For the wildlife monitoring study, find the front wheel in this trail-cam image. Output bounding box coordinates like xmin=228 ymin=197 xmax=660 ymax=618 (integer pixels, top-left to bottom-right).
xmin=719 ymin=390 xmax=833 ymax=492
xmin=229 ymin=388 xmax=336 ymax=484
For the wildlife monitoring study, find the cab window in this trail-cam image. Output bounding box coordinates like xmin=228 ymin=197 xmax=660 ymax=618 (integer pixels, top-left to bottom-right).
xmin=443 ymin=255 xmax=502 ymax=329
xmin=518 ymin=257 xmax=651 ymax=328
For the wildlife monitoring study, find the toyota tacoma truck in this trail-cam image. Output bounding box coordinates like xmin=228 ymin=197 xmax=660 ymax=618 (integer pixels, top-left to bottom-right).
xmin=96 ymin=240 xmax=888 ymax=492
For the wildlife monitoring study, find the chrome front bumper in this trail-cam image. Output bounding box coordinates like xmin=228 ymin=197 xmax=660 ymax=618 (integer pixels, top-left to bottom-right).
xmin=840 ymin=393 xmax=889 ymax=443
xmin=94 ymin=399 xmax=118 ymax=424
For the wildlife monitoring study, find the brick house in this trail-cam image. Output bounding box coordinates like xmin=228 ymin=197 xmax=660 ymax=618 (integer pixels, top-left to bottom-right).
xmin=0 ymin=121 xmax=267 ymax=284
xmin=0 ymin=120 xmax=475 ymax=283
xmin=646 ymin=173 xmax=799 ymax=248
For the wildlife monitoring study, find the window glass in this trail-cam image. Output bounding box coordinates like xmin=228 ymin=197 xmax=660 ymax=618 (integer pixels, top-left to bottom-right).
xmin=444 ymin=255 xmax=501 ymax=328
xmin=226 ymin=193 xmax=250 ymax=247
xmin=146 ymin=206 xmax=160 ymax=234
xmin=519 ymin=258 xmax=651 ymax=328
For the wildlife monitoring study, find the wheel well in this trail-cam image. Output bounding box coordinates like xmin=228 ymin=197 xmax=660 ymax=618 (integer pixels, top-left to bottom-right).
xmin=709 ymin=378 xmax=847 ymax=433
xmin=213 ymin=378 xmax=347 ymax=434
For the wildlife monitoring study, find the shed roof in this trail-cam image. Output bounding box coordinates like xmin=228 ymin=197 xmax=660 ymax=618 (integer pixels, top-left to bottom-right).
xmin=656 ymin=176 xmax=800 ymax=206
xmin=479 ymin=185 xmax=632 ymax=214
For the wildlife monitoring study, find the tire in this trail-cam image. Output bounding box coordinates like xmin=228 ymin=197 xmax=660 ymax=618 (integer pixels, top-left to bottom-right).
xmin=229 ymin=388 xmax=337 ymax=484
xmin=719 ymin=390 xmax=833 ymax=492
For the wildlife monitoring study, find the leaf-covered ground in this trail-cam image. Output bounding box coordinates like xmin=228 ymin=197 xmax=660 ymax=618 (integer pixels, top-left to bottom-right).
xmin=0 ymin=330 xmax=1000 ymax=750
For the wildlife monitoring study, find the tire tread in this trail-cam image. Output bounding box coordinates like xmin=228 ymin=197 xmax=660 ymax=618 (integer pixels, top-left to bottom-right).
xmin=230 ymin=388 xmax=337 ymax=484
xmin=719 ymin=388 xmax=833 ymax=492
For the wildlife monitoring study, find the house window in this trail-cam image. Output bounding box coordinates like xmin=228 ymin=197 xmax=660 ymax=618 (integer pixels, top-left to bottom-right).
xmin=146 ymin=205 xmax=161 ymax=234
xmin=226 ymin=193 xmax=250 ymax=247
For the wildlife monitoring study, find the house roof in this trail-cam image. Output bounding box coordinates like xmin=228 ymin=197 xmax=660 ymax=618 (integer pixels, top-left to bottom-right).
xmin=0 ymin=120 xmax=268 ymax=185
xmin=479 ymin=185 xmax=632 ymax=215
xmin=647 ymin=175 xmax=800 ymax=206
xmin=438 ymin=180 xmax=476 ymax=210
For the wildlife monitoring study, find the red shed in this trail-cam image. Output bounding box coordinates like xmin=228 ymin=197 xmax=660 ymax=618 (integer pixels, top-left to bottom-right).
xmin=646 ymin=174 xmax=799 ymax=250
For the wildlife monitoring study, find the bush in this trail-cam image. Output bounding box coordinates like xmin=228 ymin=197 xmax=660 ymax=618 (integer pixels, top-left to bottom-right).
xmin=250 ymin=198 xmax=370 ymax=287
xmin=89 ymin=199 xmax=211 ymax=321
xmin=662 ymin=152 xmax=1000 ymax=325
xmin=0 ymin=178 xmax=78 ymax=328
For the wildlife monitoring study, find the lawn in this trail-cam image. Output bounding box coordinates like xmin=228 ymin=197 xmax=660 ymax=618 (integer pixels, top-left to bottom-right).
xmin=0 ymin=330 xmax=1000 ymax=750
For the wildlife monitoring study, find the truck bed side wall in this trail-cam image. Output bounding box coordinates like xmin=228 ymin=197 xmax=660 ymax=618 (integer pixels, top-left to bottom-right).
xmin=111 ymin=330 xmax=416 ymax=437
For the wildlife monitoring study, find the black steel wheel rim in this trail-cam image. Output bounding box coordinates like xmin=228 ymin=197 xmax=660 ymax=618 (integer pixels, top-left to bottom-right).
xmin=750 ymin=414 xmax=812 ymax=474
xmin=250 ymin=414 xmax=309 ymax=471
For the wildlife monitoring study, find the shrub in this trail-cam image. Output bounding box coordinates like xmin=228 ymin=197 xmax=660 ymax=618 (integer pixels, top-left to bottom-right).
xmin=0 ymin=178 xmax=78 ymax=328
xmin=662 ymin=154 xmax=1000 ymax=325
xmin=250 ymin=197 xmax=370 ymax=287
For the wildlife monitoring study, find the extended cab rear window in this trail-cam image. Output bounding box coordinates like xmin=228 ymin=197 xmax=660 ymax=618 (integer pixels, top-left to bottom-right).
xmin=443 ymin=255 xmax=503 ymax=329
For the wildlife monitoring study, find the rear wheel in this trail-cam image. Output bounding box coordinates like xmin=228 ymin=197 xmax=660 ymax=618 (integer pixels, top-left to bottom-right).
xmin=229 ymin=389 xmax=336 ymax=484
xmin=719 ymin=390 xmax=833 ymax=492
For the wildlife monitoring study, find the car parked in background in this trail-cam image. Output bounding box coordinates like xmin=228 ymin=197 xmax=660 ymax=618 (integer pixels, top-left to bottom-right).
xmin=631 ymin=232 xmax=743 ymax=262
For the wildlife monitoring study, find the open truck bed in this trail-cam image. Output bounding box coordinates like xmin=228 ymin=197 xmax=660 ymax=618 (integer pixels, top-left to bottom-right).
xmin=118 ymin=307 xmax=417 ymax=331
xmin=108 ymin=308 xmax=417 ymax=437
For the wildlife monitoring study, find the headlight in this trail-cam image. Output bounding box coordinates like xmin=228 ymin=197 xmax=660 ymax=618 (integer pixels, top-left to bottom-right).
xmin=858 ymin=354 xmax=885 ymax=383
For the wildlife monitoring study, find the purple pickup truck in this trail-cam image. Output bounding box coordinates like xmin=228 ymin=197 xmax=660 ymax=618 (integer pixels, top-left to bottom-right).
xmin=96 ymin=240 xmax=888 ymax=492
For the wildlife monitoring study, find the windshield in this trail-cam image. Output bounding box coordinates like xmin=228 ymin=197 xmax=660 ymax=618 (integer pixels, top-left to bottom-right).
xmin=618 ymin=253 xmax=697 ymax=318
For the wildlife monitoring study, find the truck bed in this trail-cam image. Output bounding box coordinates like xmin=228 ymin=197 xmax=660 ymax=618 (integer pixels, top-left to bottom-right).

________________________

**What you have to do**
Give the listing above as a numbered list, leaving out any blank lines.

**Complete answer**
1. For the wildlife monitoring study, find the front wheel in this trail-cam image. Output bounding box coordinates like xmin=228 ymin=197 xmax=660 ymax=618 (integer pixels, top-left to bottom-right).
2. xmin=719 ymin=390 xmax=833 ymax=492
3. xmin=229 ymin=388 xmax=336 ymax=484
4. For the wildlife monitoring study, find the cab window in this trail-cam image. Output bounding box coordinates like xmin=228 ymin=197 xmax=660 ymax=618 (integer pixels, top-left to bottom-right).
5. xmin=443 ymin=255 xmax=502 ymax=329
6. xmin=518 ymin=257 xmax=651 ymax=328
7. For the wildlife monitoring study, find the toyota tacoma truck in this trail-cam image. Output bounding box coordinates like xmin=228 ymin=197 xmax=660 ymax=618 (integer pixels, top-left to bottom-right).
8. xmin=96 ymin=240 xmax=888 ymax=492
9. For the wildlife monitoring study, find the chrome front bumper in this trail-cam image. Output bounding box coordinates like xmin=228 ymin=197 xmax=660 ymax=618 (integer pixels, top-left to bottom-right).
10. xmin=840 ymin=393 xmax=889 ymax=443
11. xmin=94 ymin=399 xmax=118 ymax=424
12. For the wildlife monitoring study, find the brick house in this trail-cam image. Output bounding box coordinates like xmin=228 ymin=197 xmax=660 ymax=618 (integer pixels, top-left to bottom-right).
13. xmin=0 ymin=121 xmax=267 ymax=284
14. xmin=0 ymin=120 xmax=475 ymax=283
15. xmin=646 ymin=173 xmax=799 ymax=248
16. For the wildlife monitoring study, find the window glass in this trail-cam image. Output bounding box coordinates like xmin=228 ymin=197 xmax=660 ymax=618 (integer pixels, top-left to bottom-right).
17. xmin=444 ymin=255 xmax=501 ymax=328
18. xmin=226 ymin=193 xmax=250 ymax=247
19. xmin=146 ymin=206 xmax=160 ymax=234
20. xmin=519 ymin=258 xmax=651 ymax=328
21. For the wildlife monitoring study, find the wheel well in this trail-cam image. Output bounding box coordinates like xmin=228 ymin=197 xmax=660 ymax=618 (integer pixels, top-left to bottom-right).
22. xmin=709 ymin=378 xmax=847 ymax=433
23. xmin=213 ymin=378 xmax=347 ymax=434
24. For the wildlife monitoring study, find the shed roof in this trail-cam image. Output bounding box coordinates like xmin=228 ymin=197 xmax=660 ymax=618 (integer pixels, top-left to bottom-right).
25. xmin=656 ymin=176 xmax=800 ymax=206
26. xmin=479 ymin=185 xmax=632 ymax=214
27. For the wildlife monitoring study, find the tire in this trail-cam image. Output bounding box coordinates like xmin=228 ymin=197 xmax=660 ymax=618 (integer pixels, top-left to bottom-right).
28. xmin=229 ymin=388 xmax=337 ymax=484
29. xmin=719 ymin=390 xmax=833 ymax=492
30. For the wildlife monitoring study, find the leaf-covered ground in this trail-cam image. Output bounding box coordinates like xmin=228 ymin=197 xmax=660 ymax=618 (integer pixels, top-left to bottom-right).
31. xmin=0 ymin=330 xmax=1000 ymax=750
32. For the wildlife monitoring study, find the tire tread in this trail-cam image. Output bounding box coordinates like xmin=228 ymin=197 xmax=660 ymax=618 (integer pixels, top-left to bottom-right).
33. xmin=230 ymin=388 xmax=337 ymax=484
34. xmin=719 ymin=388 xmax=833 ymax=492
35. For the wildlife monitoring study, find the house window in this trail-cam image. Output bounding box coordinates like xmin=228 ymin=197 xmax=660 ymax=618 (integer pixels, top-left to bottom-right).
36. xmin=146 ymin=205 xmax=161 ymax=234
37. xmin=226 ymin=193 xmax=250 ymax=247
38. For the wildlife monitoring study, find the house roof in this trail-cam image. Output bounding box coordinates like xmin=228 ymin=197 xmax=660 ymax=618 (integer pixels, top-left to bottom-right).
39. xmin=0 ymin=120 xmax=268 ymax=185
40. xmin=479 ymin=185 xmax=632 ymax=215
41. xmin=647 ymin=175 xmax=800 ymax=206
42. xmin=438 ymin=180 xmax=476 ymax=210
43. For the wildlife monitoring study, find the red shed in this trail-cam image. Output bounding box coordinates like xmin=228 ymin=197 xmax=660 ymax=618 (integer pixels, top-left to bottom-right).
44. xmin=646 ymin=174 xmax=799 ymax=250
45. For the wildlife monitoring study, find the bush in this trail-cam image. Output bounding box coordinates like xmin=228 ymin=197 xmax=660 ymax=618 (integer pixels, top-left to bottom-right).
46. xmin=250 ymin=198 xmax=370 ymax=287
47. xmin=89 ymin=199 xmax=211 ymax=321
48. xmin=662 ymin=152 xmax=1000 ymax=325
49. xmin=0 ymin=178 xmax=78 ymax=328
50. For the wildlife monitoring study, find the lawn in this trail-cam image. Output bounding box coordinates like xmin=228 ymin=197 xmax=660 ymax=618 (integer pixels, top-left to bottom-right).
51. xmin=0 ymin=330 xmax=1000 ymax=750
52. For the wildlife monitoring study, find the truck bed side wall in this trail-cam image. Output bounding box coordinates like xmin=228 ymin=197 xmax=660 ymax=618 (integer pixels, top-left to bottom-right).
53. xmin=111 ymin=330 xmax=416 ymax=437
54. For the wildlife monitoring study, find the black steel wheel rim in this trail-cam image. Output bounding box coordinates like xmin=228 ymin=197 xmax=660 ymax=618 (integer pixels, top-left to bottom-right).
55. xmin=750 ymin=414 xmax=812 ymax=474
56. xmin=250 ymin=414 xmax=309 ymax=471
57. For the wildlife monitoring study, find the shrub in this trail-cam image. Output bounding box coordinates like xmin=228 ymin=197 xmax=660 ymax=618 (integer pixels, top-left to bottom-right).
58. xmin=0 ymin=178 xmax=78 ymax=328
59. xmin=662 ymin=154 xmax=1000 ymax=325
60. xmin=250 ymin=197 xmax=370 ymax=287
61. For the wildlife monitoring study, find the extended cab rear window in this trail-cam image. Output bounding box coordinates like xmin=228 ymin=197 xmax=660 ymax=618 (integer pixels, top-left to bottom-right).
62. xmin=443 ymin=255 xmax=503 ymax=329
63. For the wildlife monitoring study, find the rear wheel in this trail-cam image. Output bounding box coordinates like xmin=228 ymin=197 xmax=660 ymax=618 (integer pixels, top-left to bottom-right).
64. xmin=229 ymin=389 xmax=336 ymax=484
65. xmin=719 ymin=390 xmax=833 ymax=492
66. For the wildlife monitoring study, find the car parked in background in this trail-cam image. Output bounding box coordinates like xmin=228 ymin=197 xmax=660 ymax=618 (integer pixels, top-left to bottom-right).
67. xmin=631 ymin=232 xmax=743 ymax=262
68. For the wildlife monitoring study, find the open truck bed in this trail-cam image. Output bounding box coordinates like xmin=228 ymin=197 xmax=660 ymax=618 (integer pixels, top-left to bottom-right).
69. xmin=118 ymin=307 xmax=417 ymax=331
70. xmin=108 ymin=308 xmax=417 ymax=437
71. For the wildlife monitoring study, find the headlight in this trail-cam image. Output bounding box coordinates like xmin=228 ymin=197 xmax=660 ymax=618 (integer pixels, top-left to bottom-right).
72. xmin=858 ymin=354 xmax=885 ymax=383
73. For the wildlife monitoring study, find the purple pickup truck in this trail-cam image. Output bounding box coordinates like xmin=228 ymin=197 xmax=660 ymax=618 (integer pixels, top-left to bottom-right).
74. xmin=96 ymin=240 xmax=888 ymax=492
75. For the wildlife monitoring study, find the windshield in this trail-cam image. Output bounding box coordinates like xmin=228 ymin=197 xmax=660 ymax=618 (integer pixels, top-left to bottom-right).
76. xmin=618 ymin=253 xmax=697 ymax=318
77. For the wildlife monitoring study, find the truck bed in this trail-cam image. Output bounding box coordinates like xmin=228 ymin=197 xmax=660 ymax=618 (integer pixels, top-left to bottom-right).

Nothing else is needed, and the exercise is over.